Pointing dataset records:
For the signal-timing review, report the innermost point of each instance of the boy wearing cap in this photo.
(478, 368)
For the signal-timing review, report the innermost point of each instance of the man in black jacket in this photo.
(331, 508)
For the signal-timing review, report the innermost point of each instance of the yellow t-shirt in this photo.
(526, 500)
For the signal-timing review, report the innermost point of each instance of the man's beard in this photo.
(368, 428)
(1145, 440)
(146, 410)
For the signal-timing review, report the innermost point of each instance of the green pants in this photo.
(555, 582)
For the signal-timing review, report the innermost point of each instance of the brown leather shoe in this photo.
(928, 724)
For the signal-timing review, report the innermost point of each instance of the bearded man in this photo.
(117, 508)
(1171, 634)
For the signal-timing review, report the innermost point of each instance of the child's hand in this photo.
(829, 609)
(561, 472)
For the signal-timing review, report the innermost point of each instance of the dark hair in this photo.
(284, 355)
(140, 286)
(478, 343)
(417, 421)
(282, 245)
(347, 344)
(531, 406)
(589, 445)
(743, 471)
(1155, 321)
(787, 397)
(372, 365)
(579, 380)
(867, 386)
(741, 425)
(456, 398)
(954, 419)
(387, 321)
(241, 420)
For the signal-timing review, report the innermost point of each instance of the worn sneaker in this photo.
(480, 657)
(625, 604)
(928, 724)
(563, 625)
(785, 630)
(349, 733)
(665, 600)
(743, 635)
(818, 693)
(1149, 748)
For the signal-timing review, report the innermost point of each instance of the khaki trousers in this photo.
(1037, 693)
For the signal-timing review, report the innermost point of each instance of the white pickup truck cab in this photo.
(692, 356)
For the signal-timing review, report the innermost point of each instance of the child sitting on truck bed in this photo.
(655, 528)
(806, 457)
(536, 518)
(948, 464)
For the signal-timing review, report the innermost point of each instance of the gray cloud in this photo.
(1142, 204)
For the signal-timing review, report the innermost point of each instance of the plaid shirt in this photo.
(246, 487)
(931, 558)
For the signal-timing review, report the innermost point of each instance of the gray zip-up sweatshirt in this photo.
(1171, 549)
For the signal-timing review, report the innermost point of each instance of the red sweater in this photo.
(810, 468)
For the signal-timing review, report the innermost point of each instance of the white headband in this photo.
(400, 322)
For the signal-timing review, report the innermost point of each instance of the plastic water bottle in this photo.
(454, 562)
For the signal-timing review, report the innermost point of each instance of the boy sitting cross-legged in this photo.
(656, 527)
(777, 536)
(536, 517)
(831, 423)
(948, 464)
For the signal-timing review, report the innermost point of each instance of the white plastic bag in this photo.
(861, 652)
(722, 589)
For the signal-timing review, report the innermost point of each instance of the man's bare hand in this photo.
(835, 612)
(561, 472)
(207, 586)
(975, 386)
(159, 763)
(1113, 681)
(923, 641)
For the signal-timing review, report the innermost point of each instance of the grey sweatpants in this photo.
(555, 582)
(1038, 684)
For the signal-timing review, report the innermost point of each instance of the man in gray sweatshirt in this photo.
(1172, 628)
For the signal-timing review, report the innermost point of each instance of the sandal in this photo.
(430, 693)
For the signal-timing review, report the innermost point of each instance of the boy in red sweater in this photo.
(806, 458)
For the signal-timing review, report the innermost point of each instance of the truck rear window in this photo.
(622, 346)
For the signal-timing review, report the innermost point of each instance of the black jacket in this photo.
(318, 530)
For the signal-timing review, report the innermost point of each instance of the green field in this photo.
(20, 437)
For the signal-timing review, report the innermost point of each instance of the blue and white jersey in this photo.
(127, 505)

### WHAT YOU SHOULD DO
Copy everything from the line containing "sweatpants in this photo." down to the last line of the records, both ends included, keeping every line unchanged.

### OUTPUT OF THE EXERCISE
For the signal-timing review, report the innermost point of each instance of the grey sweatpants in this photo.
(555, 582)
(1038, 684)
For the signal-timing review, report the innermost point of each instance of the man in gray sweatshirt in this photo.
(1172, 628)
For the signal-timing review, report the innermost point of each instance of the sandal in this photo.
(430, 693)
For the signal-timing review, report the innermost point of each instance of the boy in red sweater in this photo.
(806, 458)
For the signal-timing review, report the innermost point of each instance of the truck rear window in this photo.
(622, 346)
For the signal-timing review, report the innermost point of each instance of the black jacket in this photo.
(318, 530)
For the signal-timing review, report the innermost point of each instance of the green field in this photo.
(20, 437)
For the signal-timing review, report the innermost point of each instance of the blue and white jersey in this photo.
(127, 505)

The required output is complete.